▶ GIVEN RECORDS
══════════════════════════════

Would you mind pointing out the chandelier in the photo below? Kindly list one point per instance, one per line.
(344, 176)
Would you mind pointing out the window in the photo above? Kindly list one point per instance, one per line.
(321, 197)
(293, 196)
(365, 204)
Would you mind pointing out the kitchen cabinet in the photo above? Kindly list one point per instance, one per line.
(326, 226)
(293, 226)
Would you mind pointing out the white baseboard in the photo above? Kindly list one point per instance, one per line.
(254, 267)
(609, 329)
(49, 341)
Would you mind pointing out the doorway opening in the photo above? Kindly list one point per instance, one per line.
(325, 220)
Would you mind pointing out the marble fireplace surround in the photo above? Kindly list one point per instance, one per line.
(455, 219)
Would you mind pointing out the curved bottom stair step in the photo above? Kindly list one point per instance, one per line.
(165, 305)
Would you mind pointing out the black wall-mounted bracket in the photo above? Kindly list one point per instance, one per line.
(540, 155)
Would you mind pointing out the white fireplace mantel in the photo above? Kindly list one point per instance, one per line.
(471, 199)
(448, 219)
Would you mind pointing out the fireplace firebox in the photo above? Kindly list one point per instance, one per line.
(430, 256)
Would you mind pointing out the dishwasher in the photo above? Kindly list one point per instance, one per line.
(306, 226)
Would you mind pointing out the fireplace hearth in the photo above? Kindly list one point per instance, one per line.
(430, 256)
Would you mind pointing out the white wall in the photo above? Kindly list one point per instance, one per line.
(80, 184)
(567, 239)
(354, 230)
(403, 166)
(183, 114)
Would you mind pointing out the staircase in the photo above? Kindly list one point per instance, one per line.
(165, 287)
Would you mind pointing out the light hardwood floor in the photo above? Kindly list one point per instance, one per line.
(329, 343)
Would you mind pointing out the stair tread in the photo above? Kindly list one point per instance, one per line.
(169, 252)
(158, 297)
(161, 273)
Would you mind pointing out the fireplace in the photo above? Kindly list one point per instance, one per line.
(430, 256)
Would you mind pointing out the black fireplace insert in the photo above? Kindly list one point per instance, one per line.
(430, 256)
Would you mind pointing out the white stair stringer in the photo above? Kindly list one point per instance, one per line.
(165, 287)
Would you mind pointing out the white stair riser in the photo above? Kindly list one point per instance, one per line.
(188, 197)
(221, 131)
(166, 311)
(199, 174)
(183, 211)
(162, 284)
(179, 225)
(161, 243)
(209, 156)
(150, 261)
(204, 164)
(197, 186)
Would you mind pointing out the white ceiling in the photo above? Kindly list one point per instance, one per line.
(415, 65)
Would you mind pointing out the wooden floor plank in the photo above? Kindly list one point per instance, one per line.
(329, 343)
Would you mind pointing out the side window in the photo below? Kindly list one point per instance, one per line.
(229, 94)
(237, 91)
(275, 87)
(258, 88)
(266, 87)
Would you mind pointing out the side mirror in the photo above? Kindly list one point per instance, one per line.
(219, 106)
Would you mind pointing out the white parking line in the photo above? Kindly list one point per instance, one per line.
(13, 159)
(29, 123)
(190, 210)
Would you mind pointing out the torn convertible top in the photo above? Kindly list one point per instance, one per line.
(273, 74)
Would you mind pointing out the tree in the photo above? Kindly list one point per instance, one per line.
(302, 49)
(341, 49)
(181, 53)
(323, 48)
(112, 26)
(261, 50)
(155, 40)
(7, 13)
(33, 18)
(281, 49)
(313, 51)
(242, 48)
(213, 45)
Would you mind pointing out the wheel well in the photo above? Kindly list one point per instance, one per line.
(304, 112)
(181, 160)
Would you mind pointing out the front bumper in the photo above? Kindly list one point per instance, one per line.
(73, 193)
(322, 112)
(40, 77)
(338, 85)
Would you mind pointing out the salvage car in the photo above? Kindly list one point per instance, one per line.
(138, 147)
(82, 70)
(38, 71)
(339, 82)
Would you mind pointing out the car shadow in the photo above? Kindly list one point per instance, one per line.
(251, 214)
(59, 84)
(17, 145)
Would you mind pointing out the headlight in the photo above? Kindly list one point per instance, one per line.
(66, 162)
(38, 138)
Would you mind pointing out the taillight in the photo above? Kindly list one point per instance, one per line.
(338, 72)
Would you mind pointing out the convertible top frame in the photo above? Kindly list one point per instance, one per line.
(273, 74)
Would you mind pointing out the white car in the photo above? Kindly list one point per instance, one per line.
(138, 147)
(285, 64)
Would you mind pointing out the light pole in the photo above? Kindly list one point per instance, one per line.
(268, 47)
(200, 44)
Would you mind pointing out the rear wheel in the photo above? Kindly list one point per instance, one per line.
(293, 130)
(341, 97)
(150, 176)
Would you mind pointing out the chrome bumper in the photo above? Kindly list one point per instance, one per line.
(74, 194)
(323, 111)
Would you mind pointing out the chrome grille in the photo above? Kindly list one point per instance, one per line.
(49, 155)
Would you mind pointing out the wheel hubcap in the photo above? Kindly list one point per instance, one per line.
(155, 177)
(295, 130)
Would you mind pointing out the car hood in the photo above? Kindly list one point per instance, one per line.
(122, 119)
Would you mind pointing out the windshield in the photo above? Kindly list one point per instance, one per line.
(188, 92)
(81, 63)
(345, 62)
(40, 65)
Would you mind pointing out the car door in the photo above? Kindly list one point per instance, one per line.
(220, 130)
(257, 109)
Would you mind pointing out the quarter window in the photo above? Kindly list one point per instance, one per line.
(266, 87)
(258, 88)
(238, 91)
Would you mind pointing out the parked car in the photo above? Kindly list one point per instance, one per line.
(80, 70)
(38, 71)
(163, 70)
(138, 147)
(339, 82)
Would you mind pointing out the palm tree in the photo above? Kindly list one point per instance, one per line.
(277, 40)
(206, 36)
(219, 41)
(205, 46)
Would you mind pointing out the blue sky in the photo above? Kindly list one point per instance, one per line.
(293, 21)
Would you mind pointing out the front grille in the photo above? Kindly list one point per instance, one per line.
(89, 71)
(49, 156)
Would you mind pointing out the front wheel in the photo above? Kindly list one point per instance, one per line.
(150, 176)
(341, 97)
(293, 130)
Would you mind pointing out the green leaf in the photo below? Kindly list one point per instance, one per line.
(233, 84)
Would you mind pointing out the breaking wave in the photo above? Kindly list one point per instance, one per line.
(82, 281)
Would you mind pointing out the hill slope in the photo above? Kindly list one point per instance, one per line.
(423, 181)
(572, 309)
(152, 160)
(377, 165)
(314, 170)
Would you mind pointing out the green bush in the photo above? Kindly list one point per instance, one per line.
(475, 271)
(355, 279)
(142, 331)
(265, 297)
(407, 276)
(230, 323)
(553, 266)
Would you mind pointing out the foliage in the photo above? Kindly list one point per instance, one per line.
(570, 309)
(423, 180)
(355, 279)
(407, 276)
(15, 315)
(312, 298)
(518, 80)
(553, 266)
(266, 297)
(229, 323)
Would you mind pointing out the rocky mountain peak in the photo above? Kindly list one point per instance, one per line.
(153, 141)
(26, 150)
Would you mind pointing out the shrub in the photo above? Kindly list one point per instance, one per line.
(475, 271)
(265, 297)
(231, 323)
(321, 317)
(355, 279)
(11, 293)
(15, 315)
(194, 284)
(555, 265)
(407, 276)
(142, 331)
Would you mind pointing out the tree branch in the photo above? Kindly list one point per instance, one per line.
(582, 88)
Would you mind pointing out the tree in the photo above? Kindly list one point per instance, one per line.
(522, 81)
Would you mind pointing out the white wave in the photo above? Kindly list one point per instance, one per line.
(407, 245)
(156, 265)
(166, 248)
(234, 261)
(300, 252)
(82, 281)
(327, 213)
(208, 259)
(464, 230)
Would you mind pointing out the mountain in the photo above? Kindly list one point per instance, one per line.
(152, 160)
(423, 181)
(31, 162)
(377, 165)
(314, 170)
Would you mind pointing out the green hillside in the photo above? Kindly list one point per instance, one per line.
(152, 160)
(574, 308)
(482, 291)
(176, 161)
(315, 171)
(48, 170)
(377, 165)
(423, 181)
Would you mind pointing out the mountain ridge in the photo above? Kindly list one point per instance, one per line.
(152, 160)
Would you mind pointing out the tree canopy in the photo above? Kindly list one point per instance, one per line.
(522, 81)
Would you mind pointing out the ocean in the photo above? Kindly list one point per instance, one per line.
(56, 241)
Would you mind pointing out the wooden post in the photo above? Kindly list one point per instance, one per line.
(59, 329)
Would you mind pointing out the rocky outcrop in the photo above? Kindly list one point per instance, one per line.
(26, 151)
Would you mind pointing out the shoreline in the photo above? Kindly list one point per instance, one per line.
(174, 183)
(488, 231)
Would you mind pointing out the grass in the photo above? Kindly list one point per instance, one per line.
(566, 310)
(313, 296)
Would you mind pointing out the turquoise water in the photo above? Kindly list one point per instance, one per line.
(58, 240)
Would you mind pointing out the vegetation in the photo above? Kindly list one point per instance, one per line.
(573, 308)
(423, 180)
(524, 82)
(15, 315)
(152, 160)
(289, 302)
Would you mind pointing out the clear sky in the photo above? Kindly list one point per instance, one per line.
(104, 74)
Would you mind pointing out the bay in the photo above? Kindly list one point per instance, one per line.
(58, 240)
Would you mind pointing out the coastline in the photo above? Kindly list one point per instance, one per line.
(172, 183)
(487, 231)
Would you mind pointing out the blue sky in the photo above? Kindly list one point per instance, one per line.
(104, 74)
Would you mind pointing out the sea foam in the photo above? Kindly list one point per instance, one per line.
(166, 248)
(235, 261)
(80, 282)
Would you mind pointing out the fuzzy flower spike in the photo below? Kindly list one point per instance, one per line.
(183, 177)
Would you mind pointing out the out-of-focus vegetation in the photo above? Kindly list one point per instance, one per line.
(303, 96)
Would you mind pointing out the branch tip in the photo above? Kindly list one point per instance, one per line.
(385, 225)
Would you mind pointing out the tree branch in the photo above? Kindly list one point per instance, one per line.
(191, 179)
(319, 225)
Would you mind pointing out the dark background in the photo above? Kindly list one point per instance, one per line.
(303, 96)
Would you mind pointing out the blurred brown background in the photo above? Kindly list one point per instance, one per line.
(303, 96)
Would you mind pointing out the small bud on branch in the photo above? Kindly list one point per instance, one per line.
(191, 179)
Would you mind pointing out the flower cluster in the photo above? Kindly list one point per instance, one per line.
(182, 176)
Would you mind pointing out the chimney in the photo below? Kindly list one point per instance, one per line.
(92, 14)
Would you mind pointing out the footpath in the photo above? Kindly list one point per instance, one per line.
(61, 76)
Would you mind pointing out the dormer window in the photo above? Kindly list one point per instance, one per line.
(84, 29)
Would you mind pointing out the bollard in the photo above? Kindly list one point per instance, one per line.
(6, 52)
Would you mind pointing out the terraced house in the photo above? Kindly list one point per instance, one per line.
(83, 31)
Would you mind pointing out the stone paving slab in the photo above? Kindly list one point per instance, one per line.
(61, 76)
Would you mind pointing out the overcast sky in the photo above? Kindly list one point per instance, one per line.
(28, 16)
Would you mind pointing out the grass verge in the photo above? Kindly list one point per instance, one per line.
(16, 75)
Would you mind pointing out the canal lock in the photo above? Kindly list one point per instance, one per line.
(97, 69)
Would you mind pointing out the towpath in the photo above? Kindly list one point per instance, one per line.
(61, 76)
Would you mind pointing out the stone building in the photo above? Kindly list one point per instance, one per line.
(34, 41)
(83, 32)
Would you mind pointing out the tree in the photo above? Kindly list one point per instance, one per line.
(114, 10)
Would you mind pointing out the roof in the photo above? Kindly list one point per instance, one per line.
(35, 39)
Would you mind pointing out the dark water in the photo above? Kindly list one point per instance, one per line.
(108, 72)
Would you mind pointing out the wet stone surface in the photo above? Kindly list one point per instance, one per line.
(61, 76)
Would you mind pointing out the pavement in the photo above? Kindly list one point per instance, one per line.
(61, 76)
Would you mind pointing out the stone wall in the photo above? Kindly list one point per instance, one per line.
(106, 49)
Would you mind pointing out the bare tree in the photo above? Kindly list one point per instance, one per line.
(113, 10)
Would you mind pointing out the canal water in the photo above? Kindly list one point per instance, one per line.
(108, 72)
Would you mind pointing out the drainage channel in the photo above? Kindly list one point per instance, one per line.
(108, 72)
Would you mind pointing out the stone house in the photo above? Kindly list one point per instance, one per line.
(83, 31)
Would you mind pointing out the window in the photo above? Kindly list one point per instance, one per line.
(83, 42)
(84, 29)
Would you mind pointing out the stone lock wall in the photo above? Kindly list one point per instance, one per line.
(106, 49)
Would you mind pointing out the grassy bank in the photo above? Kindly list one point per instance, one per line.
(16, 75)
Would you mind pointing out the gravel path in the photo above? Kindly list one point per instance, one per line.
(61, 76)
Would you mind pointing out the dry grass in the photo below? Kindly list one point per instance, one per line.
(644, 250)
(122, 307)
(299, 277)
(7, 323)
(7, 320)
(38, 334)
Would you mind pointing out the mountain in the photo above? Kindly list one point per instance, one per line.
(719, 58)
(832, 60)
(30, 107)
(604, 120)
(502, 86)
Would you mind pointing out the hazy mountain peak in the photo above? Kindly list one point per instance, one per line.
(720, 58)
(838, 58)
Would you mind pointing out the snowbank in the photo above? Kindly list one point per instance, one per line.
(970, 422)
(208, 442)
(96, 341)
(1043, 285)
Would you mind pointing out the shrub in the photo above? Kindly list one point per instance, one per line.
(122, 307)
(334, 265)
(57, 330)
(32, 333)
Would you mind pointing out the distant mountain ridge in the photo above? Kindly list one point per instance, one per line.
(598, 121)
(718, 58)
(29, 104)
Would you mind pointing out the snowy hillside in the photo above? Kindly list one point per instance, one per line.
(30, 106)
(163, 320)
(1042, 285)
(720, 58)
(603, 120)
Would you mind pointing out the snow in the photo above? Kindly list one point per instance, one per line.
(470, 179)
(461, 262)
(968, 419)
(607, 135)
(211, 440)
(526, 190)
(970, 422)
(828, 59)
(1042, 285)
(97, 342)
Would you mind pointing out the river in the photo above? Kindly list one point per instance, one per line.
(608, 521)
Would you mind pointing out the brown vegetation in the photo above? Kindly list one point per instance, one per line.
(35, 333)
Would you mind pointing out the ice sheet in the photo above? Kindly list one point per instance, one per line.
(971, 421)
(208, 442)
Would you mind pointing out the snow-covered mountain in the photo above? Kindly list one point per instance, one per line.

══════════════════════════════

▶ INSTRUCTIONS FOR THE TASK
Reproduce verbatim the lines of the records from the line containing "Would you mind pointing out the snow in" through the final line of the records, both included.

▶ OUTPUT
Would you mind pointing out the snow in the photo above? Kindly list one point per instance, one per line.
(470, 179)
(461, 262)
(968, 419)
(607, 135)
(211, 440)
(526, 190)
(970, 422)
(828, 59)
(1042, 285)
(97, 342)
Would you mind pointing out the river in the photo above? Kindly list one point per instance, one per line.
(608, 521)
Would you mind pointing out the brown vegetation in the photo above? Kindly list one point per instance, one per line.
(35, 333)
Would you mind pointing out the ice sheet in the photo above? Kindly list one point per instance, one per line.
(971, 421)
(208, 442)
Would you mind pointing out the snow-covered mountain in the photo above? Kindly list one point per instance, one per line.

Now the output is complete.